TEXT SECTION
Various resources are available summarising examples of how archaeobotanical findings have been disseminated more widely, albeit with no clear discussion of the ethics, theoretical basis and motivations for doing so. Archaeobotanical data are incorporated in a wide range of media at the University of Natural Resources and Life Sciences, Vienna, including exhibitions, garden reconstructions and children's activities (Heiss et al. 2013). Archaeobotanical data from the Dutch Terps region have been incorporated into a restaurant menu (the Wierden menu) at the Café Hammingh, based on the work of Mans Schepers, and restaurants serving Roman food can be found at numerous archaeological sites and museums, albeit normally based on literary rather than archaeobotanical evidence.
Current discussions of digital archaeobotany have focused on static websites and databases (Warinner and d'Alpoim Guedes 2014; Fritz and Nesbitt 2014), but there is a growing number of archaeobotanical blogs. Notable examples include the Archaeobotanist by Dorian Fuller, maintained since April 2009 and covering mainly Old World research news, and more recent blogs focusing on farming, Ancient Food and Farming, Farming Unearthed and Roman food.

INFORMATION GIVEN
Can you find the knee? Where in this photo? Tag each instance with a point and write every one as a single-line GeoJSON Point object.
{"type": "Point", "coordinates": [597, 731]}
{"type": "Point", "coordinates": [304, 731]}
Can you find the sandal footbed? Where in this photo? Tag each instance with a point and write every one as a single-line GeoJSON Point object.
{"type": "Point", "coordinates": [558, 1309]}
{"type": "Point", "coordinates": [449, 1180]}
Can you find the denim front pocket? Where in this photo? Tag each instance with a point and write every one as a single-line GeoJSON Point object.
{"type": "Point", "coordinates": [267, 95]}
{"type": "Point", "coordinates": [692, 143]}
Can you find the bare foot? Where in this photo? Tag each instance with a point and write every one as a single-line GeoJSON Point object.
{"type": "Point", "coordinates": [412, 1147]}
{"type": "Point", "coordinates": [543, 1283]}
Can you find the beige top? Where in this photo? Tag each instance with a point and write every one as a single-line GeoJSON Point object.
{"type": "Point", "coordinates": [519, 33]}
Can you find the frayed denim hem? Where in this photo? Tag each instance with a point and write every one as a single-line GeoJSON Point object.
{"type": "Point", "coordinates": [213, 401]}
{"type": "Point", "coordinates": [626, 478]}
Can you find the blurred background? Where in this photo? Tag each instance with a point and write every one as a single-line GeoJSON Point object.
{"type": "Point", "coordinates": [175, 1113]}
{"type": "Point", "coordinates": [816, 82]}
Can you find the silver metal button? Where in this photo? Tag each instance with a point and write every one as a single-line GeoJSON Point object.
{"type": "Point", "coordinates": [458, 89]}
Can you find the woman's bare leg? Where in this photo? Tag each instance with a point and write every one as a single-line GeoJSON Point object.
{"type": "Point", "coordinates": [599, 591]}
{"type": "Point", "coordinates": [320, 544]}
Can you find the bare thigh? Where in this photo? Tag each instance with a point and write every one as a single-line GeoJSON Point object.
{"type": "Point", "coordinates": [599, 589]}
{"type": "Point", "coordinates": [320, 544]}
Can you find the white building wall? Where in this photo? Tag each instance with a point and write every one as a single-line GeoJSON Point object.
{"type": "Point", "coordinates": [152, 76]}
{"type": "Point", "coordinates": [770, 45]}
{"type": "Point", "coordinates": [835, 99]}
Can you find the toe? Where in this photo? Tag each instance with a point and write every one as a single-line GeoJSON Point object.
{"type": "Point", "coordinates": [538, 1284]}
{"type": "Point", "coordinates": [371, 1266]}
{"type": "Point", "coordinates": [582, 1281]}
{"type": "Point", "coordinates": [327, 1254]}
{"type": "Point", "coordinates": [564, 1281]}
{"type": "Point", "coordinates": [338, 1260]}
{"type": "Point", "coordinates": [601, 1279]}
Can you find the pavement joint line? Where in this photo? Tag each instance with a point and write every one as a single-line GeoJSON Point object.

WORK REQUIRED
Write out the part of the archaeobotany text between "Various resources are" and "than archaeobotanical evidence.", inclusive, copying it word for word.

THE ANSWER
Various resources are available summarising examples of how archaeobotanical findings have been disseminated more widely, albeit with no clear discussion of the ethics, theoretical basis and motivations for doing so. Archaeobotanical data are incorporated in a wide range of media at the University of Natural Resources and Life Sciences, Vienna, including exhibitions, garden reconstructions and children's activities (Heiss et al. 2013). Archaeobotanical data from the Dutch Terps region have been incorporated into a restaurant menu (the Wierden menu) at the Café Hammingh, based on the work of Mans Schepers, and restaurants serving Roman food can be found at numerous archaeological sites and museums, albeit normally based on literary rather than archaeobotanical evidence.